• Trecho selecionado
_ _ _

Segundo a atingida, o poder público precisa se fazer presente no território para garantir os direitos básicos da população. “Hoje, nós precisamos também de política pública, de saneamento básico, porque senão a gente vai acabar morrendo, porque, se não tiver uma política pública voltada para esse povo, a gente vai continuar tomando água contaminada, comendo peixe contaminado”, desabafa.
Trazendo consigo a força da ancestralidade e da luta do povo quilombola, Maria José presta uma homenagem a sua terra, a Amazônia, com uma música de resistência:
“Porque eu não quero que Amazônia fique assim
toda escura e se torne um carvão
porque Amazônia é uma beleza
a natureza que se tem nessa nação.
Ai Amazônia,
tu é riqueza
é um tesouro profundo
ai Amazônia
luto por ti,
tu és o pulmão do mundo.
Todo ricaço está de olho na Amazônia.
Mas é só para investir seu capital
tão derrubando e queimando a floresta,
mas para nós está fazendo muito mal.
Vamos lutar para ela não acabar pois
a Amazônia faz a gente respirar.
Vamos lutar para ela não se acabar
pois Amazônia faz a gente respirar
Ai Amazônia,
tu é riqueza
é um tesouro profundo
ai Amazônia
luto por ti,
tu és o pulmão do mundo”.
Jornada de lutas em Brasília
Maria José é uma das mais de 2.500 pessoas atingidas que estão em Brasília (DF) para a Jornada Nacional de Lutas do MAB, que acontece até o dia 7 de novembro. A proposta é dar visibilidade às principais reivindicações do Movimento: reparação, efetivação dos direitos e políticas de proteção social para os atingidos por parte do Estado brasileiro. Durante esses dias, atingidos de todas as regiões do país estão participando de atos, assembleias e reuniões para apresentar suas pautas para a população em geral e para diferentes órgãos do executivo e do legislativo.
A principal demanda do MAB hoje é a aprovação da Política Nacional de Direitos da População Atingida por Barragens – PNAB. A proposta que está em tramitação no Senado e deve ser colocada em pauta no próximo dia 7, define responsabilidades, formas de reparação e cria, também, mecanismos de prevenção e mitigação de impactos dos empreendimentos com barragens no Brasil. Se sancionada, a lei será considerada um avanço inédito no tratamento dos atingidos no Brasil.

_ _ _

• Dados fornecidos
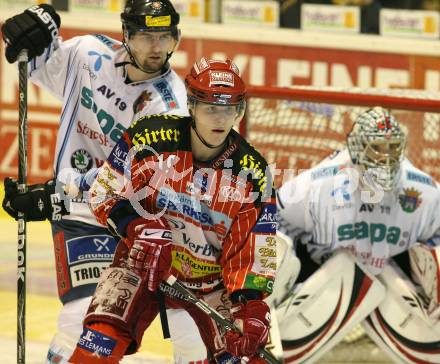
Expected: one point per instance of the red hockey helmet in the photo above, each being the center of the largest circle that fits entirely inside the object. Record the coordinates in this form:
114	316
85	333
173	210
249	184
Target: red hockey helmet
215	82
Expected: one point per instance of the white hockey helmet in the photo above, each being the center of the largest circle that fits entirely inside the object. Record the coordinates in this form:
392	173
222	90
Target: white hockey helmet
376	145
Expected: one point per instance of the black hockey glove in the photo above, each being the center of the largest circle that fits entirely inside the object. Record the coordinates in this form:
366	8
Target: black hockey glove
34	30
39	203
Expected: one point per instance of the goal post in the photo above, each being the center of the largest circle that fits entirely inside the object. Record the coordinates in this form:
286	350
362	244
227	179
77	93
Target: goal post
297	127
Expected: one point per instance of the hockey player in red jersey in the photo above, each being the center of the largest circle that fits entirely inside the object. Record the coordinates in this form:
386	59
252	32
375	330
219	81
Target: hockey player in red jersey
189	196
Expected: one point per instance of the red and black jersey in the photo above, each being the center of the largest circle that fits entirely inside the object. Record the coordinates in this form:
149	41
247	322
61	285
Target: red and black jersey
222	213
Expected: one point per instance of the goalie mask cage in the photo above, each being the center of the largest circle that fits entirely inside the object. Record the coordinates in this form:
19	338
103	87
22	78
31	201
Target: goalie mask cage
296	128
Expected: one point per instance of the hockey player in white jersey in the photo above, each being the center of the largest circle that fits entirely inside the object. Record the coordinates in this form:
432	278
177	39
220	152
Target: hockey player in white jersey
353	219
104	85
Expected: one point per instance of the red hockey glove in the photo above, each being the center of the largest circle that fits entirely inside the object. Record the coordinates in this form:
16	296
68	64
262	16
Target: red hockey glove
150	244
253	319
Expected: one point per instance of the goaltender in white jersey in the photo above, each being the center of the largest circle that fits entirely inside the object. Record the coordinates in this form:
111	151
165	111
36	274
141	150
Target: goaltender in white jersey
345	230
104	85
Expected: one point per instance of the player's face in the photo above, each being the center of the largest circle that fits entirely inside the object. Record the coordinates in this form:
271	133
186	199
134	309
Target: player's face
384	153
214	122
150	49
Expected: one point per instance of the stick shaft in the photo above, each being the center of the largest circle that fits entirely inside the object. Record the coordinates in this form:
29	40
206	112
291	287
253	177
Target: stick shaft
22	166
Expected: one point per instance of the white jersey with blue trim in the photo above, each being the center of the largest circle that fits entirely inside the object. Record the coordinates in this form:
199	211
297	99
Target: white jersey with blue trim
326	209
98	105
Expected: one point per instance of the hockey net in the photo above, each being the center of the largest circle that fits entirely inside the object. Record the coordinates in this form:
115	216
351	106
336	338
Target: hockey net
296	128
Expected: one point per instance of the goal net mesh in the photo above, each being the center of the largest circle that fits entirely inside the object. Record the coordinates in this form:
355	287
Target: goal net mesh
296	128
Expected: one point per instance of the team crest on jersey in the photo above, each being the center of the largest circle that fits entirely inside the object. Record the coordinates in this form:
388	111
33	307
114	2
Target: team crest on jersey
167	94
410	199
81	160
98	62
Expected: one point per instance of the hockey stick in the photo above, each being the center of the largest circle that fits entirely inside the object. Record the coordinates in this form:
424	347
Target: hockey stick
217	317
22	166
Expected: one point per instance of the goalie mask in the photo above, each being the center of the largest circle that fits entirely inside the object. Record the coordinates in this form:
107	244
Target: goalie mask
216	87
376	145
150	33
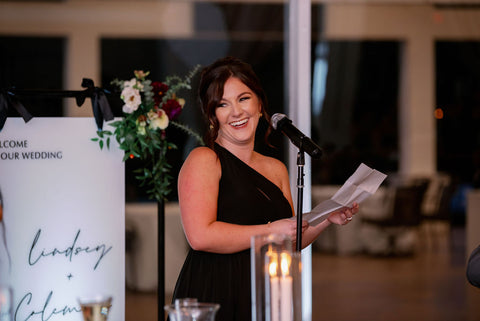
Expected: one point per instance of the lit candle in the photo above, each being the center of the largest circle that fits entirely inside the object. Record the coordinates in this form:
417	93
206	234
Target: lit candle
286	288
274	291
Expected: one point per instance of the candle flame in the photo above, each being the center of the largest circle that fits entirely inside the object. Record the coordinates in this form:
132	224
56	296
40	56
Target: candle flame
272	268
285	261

_ _ _

• Tarefa proposta 1
Responda às perguntas abaixo com base no trecho selecionado.
(a) Segundo a atingida, o que a população continuará tomando e comendo se não houver política pública voltada para ela?
(b) Quantas pessoas atingidas estão em Brasília para a Jornada Nacional de Lutas do MAB?
(c) Em que casa legislativa está em tramitação a proposta da PNAB?
• Tarefa proposta 2
Resuma o trecho selecionado em duas frases.
Os dados fornecidos não são necessários para esta atividade.

• Resposta redigida 1
(a) Água contaminada e peixe contaminado.
(b) Mais de 2.500 pessoas.
(c) No Senado.

• Resposta redigida 2
Uma atingida afirma que o poder público precisa se fazer presente no território com política pública e saneamento básico, e Maria José presta homenagem à Amazônia com uma música de resistência contra a derrubada e a queima da floresta. Ela é uma das mais de 2.500 pessoas atingidas reunidas em Brasília para a Jornada Nacional de Lutas do MAB, cuja principal demanda é a aprovação da PNAB, proposta em tramitação no Senado.